(A block of data)
· · · · ·

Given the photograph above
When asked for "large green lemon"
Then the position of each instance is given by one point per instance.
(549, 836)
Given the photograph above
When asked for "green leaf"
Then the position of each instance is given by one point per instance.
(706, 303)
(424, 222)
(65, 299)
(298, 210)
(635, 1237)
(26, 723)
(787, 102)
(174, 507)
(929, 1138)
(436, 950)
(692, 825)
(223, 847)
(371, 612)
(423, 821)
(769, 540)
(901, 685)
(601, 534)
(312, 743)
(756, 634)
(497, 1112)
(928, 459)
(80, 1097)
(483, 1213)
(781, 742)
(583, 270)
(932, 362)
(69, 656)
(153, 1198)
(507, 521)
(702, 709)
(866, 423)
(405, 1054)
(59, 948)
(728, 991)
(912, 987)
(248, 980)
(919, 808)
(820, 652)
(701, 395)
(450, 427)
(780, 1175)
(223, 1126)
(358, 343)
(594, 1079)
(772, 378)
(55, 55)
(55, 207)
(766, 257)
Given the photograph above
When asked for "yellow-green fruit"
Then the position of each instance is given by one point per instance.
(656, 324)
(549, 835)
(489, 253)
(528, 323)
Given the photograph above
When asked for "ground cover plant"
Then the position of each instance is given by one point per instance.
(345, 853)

· · · · ·

| Job |
Locate each line in the rows above that contains the word "When", matching case exactly, and copy those lines out.

| Response to the exercise |
When asked for "large green lemon"
When asked for "green leaf"
When asked for "yellow-green fruit"
When asked for "ground cover plant"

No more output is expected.